%%
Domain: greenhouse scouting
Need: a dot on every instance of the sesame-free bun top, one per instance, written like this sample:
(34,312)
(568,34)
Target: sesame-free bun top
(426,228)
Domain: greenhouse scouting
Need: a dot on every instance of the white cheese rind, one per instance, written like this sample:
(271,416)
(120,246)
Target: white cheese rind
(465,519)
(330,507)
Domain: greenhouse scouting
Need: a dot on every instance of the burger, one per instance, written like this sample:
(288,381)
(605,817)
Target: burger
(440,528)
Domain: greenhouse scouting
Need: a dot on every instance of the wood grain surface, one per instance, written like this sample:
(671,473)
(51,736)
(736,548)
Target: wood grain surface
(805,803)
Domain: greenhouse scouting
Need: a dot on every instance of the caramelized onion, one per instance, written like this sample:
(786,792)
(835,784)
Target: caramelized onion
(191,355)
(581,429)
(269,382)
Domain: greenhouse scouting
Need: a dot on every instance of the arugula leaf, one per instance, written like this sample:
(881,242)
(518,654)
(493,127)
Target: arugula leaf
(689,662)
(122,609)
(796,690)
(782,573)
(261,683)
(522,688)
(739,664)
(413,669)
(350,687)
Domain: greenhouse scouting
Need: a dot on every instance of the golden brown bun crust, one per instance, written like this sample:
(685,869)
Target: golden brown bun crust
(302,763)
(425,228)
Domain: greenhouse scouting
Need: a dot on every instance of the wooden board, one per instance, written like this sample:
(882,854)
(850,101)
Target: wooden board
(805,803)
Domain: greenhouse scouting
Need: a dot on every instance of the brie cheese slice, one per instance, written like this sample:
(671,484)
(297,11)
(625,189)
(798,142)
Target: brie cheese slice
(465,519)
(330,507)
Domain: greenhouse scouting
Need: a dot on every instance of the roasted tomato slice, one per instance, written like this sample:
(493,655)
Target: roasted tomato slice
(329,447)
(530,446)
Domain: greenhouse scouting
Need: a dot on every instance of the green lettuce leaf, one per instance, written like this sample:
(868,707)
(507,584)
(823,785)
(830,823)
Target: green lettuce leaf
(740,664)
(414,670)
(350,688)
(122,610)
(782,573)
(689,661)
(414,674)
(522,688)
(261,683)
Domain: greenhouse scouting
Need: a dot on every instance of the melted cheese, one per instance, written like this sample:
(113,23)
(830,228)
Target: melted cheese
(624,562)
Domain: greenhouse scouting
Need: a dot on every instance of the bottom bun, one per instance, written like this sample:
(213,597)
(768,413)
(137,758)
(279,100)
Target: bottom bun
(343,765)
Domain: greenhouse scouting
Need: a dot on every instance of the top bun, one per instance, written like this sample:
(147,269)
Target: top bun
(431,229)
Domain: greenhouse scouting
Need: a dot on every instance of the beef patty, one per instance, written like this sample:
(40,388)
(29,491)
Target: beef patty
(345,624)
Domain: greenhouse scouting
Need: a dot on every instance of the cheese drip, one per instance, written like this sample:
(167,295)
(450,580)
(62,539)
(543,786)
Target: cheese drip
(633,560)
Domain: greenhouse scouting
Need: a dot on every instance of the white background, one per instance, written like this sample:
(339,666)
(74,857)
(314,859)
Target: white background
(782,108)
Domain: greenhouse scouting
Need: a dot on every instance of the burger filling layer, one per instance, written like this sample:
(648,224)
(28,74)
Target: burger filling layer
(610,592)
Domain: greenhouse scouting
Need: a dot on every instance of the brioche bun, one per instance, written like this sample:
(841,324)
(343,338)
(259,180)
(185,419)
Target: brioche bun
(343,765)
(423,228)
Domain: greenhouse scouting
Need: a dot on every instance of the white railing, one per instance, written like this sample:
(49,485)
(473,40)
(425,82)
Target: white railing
%%
**Task objective**
Write out the data exactly as it stands.

**Exercise solution**
Domain: greenhouse scouting
Need: a dot on every instance of the sesame-free bun top, one per instance, written like this sample:
(34,312)
(568,34)
Target: sesame-free bun top
(426,228)
Domain: greenhouse scouting
Need: a dot on every instance of the white cheese rind, one per instance, written like this sample:
(271,416)
(120,246)
Target: white cheese rind
(465,519)
(330,507)
Domain: greenhouse scouting
Need: a dot on every instance of the burger, one per instance, written like this sample:
(288,381)
(605,817)
Target: burger
(440,528)
Domain: greenhouse scouting
Need: a dot on every instance of the wood grain surface, one per instance, written like this sample:
(671,473)
(51,736)
(736,548)
Target: wood grain surface
(805,803)
Domain: greenhouse scouting
Need: a dot on every instance of the caramelized onion, one per instance, written like this sample:
(786,792)
(835,784)
Target: caramelized onion
(191,355)
(581,429)
(269,382)
Domain: greenhouse scouting
Need: a dot on every instance of the arugula leaf, one per instance, written like this sample:
(881,242)
(518,654)
(493,127)
Target: arugula leaf
(689,662)
(122,609)
(796,690)
(782,573)
(261,683)
(522,688)
(739,664)
(413,669)
(350,687)
Domain: greenhouse scouting
Need: a dot on every instance of the golden brown bun crust, one per instance, written like this sample:
(685,869)
Target: golden brown bun crust
(302,763)
(425,228)
Domain: greenhouse scouting
Need: a dot on every instance of the wooden board, one per instance, written like this sample:
(882,854)
(850,101)
Target: wooden board
(805,803)
Domain: greenhouse scouting
Need: a dot on every instance of the brie cheese slice, one per instance, written like this sample:
(671,484)
(297,11)
(625,189)
(798,142)
Target: brie cheese slice
(465,519)
(330,507)
Domain: greenhouse scouting
Need: a dot on every instance of the roasted tomato slice, one per instance, written like this sample:
(493,655)
Target: roasted tomato slice
(329,447)
(530,446)
Domain: greenhouse scouting
Need: a dot on every instance of the green lettuce leaf, one per instance, written like this sample:
(868,707)
(507,584)
(823,785)
(830,823)
Target: green lettuce leaf
(740,664)
(414,670)
(350,688)
(122,610)
(782,573)
(689,661)
(414,674)
(522,688)
(261,683)
Domain: greenhouse scouting
Need: a dot on every instance of the melted cheese, one per instance, written like this sample:
(113,23)
(830,228)
Target: melted cheese
(624,562)
Domain: greenhouse scouting
Need: a dot on every instance of the bottom bun, one per instance, written like this sample:
(213,597)
(768,413)
(137,758)
(279,100)
Target: bottom bun
(343,765)
Domain: greenhouse scouting
Need: a dot on every instance of the top bun, one per instance, written like this sample:
(147,269)
Target: top bun
(431,229)
Domain: greenhouse scouting
Need: a dot on every instance of the beef patty, one per instance, written like this sample:
(40,388)
(29,491)
Target: beef patty
(345,624)
Domain: greenhouse scouting
Need: a dot on every instance of the cheese drip, one per instance, written like this sample:
(167,295)
(450,580)
(62,539)
(543,786)
Target: cheese drip
(633,560)
Domain: greenhouse scouting
Need: a dot on every instance of the white background, one per instance, written like this sample:
(339,666)
(74,857)
(314,859)
Target: white background
(782,108)
Domain: greenhouse scouting
Need: a dot on every instance of the burger filling layer, one per instance, written like this sample:
(648,224)
(28,74)
Target: burger filling layer
(610,592)
Domain: greenhouse scouting
Need: a dot on every instance of the brioche bun, one per instance, written like this sample:
(841,324)
(343,338)
(259,180)
(185,419)
Target: brioche bun
(343,765)
(423,228)
Domain: greenhouse scouting
Need: a dot on every instance of the white railing, one per instance, written like this sample:
(49,485)
(473,40)
(425,82)
Target: white railing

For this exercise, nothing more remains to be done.